• Selected excerpt
>> Begin

Concert | Berlin-based Orchestras
Dark times and gloomy topics form the background to which the music applies its glowing script, thereby breaking, if not banishing the darkness. The basic colour of Leos Janáček’s Paternoster-composition is already shifted into lightness by means of its instrumentation: solo tenor, harp and organ. The music sounds like an infinite variation of the first plea: »Thy kingdom come …«. Yet it should not appear in the foreign tongue of the Western church, but rather in the composer’s own – stylised into sublimity: Church Slavonic. God should be a god of liberty – the liberty to one’s own identity.
Looked at in this way Francis Poulenc’s choral cantata Figure humaine (the human countenance) would also be a religious work – even though the name of God is not mentioned. The composition is based on poems by Paul Eluard, written and distributed illegally by him during the Resistance. In the course of the composition it seems as if the music lifts the poetry out of its view of suffering, agony and cruelty; as if it raises its head and voice up to that 21-verse call – at the end of which stands the salvational word: »Liberté«. The darkness of time transforms itself into a shelter for the partisans of humanity.

>> End

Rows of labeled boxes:
>> Begin

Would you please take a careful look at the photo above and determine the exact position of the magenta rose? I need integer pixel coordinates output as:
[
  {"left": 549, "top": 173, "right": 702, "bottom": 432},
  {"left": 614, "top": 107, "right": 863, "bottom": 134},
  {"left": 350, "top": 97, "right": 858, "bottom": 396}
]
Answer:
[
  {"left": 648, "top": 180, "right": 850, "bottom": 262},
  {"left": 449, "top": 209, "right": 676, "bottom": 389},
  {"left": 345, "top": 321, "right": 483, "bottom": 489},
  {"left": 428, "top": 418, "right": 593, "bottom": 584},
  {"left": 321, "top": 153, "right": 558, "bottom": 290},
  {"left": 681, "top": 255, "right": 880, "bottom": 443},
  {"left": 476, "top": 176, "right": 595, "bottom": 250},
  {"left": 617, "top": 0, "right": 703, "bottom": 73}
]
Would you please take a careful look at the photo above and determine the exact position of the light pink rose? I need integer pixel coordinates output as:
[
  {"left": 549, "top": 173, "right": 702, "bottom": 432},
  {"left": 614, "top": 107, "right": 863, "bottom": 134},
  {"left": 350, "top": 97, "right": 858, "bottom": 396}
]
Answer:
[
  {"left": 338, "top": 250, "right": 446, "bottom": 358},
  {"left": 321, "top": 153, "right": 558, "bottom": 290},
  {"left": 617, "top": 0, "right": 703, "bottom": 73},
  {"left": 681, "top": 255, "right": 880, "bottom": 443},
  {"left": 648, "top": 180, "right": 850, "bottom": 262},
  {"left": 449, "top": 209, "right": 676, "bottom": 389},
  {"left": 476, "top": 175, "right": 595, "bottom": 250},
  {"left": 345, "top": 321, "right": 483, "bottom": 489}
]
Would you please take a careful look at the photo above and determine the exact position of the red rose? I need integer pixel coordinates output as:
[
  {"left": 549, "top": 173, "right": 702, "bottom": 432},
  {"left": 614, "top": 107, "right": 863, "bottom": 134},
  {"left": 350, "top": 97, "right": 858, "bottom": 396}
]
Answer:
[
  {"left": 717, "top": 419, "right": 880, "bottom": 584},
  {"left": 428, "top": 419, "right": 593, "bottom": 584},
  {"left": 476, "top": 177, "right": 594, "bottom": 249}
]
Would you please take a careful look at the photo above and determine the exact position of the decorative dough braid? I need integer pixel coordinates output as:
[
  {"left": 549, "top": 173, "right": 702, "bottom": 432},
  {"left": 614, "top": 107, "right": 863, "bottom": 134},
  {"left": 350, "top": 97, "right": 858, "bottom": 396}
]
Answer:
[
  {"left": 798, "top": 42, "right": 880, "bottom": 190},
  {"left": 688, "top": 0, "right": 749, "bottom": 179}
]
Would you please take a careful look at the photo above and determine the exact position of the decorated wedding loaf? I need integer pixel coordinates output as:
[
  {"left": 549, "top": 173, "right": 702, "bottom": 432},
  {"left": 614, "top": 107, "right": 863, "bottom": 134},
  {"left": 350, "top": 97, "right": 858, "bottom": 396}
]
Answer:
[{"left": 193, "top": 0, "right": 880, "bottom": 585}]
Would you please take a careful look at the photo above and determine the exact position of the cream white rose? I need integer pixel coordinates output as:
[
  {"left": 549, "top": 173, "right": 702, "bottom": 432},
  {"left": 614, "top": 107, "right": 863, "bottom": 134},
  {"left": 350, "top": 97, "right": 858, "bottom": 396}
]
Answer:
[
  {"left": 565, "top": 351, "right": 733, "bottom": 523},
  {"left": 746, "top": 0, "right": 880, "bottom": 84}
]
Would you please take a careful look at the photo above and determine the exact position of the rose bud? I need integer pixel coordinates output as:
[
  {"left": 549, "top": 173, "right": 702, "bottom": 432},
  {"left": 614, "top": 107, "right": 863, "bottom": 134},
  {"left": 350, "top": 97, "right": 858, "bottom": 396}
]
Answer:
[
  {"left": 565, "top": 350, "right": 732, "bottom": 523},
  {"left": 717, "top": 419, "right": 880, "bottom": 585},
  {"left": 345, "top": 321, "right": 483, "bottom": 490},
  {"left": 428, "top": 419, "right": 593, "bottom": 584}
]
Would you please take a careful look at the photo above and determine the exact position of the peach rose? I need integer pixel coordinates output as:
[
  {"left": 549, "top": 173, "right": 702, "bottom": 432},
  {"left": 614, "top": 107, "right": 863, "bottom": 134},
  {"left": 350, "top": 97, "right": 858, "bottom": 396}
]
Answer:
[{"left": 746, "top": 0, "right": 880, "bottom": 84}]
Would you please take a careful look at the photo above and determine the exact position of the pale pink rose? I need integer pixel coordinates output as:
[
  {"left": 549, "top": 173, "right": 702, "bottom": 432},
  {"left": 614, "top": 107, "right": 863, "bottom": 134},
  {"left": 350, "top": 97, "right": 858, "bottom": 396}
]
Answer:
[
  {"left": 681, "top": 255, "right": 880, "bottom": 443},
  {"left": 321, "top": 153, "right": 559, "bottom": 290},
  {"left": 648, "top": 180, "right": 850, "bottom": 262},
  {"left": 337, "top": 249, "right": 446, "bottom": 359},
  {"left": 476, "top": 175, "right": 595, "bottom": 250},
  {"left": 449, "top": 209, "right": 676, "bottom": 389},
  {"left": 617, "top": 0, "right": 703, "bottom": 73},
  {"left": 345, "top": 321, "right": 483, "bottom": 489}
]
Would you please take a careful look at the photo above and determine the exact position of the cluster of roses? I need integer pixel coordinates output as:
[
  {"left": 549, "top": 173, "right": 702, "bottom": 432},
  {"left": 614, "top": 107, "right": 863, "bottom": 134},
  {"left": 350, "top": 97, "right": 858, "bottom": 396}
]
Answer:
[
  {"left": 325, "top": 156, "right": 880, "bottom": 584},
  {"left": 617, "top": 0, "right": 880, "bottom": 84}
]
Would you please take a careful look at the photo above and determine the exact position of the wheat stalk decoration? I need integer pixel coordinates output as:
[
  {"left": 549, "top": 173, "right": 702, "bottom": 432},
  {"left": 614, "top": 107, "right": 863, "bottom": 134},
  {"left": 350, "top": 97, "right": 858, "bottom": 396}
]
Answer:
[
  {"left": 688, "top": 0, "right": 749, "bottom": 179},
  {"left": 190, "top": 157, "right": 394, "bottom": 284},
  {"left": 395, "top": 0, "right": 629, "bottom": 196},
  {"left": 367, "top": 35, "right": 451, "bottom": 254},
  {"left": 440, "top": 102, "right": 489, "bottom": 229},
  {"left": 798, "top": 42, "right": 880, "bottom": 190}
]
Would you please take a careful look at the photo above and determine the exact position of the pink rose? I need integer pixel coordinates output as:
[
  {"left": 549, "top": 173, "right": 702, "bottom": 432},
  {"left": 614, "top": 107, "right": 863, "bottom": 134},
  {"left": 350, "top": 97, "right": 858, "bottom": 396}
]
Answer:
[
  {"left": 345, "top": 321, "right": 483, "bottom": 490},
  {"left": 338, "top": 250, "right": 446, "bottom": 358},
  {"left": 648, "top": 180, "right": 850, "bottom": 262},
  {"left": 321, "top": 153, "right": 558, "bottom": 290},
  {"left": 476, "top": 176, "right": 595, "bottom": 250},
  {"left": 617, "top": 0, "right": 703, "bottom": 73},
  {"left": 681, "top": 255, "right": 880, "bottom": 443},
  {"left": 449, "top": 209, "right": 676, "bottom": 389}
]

>> End

• Problems
**A.** Rewrite the concert note starting with "Looked at in" and going on through "partisans of humanity.", swapping "shelter" for "refuge".
**B.** Reproduce the rows starting with the line with "of the pink" and going on through the last line of the rows, requests included. Scale every pixel coordinate in the answers by 1.85, rounding to whole numbers with halves going up.
The concert note and the rows have no connection to each other.

• Responses
**A.**
Looked at in this way Francis Poulenc’s choral cantata Figure humaine (the human countenance) would also be a religious work – even though the name of God is not mentioned. The composition is based on poems by Paul Eluard, written and distributed illegally by him during the Resistance. In the course of the composition it seems as if the music lifts the poetry out of its view of suffering, agony and cruelty; as if it raises its head and voice up to that 21-verse call – at the end of which stands the salvational word: »Liberté«. The darkness of time transforms itself into a refuge for the partisans of humanity.

**B.**
Would you please take a careful look at the photo above and determine the exact position of the pink rose? I need integer pixel coordinates output as:
[
  {"left": 549, "top": 173, "right": 702, "bottom": 432},
  {"left": 614, "top": 107, "right": 863, "bottom": 134},
  {"left": 350, "top": 97, "right": 858, "bottom": 396}
]
Answer:
[
  {"left": 638, "top": 594, "right": 894, "bottom": 907},
  {"left": 625, "top": 463, "right": 825, "bottom": 662},
  {"left": 1199, "top": 333, "right": 1573, "bottom": 485},
  {"left": 594, "top": 283, "right": 1032, "bottom": 537},
  {"left": 881, "top": 326, "right": 1101, "bottom": 463},
  {"left": 1141, "top": 0, "right": 1301, "bottom": 135},
  {"left": 1260, "top": 472, "right": 1628, "bottom": 820},
  {"left": 831, "top": 387, "right": 1251, "bottom": 720}
]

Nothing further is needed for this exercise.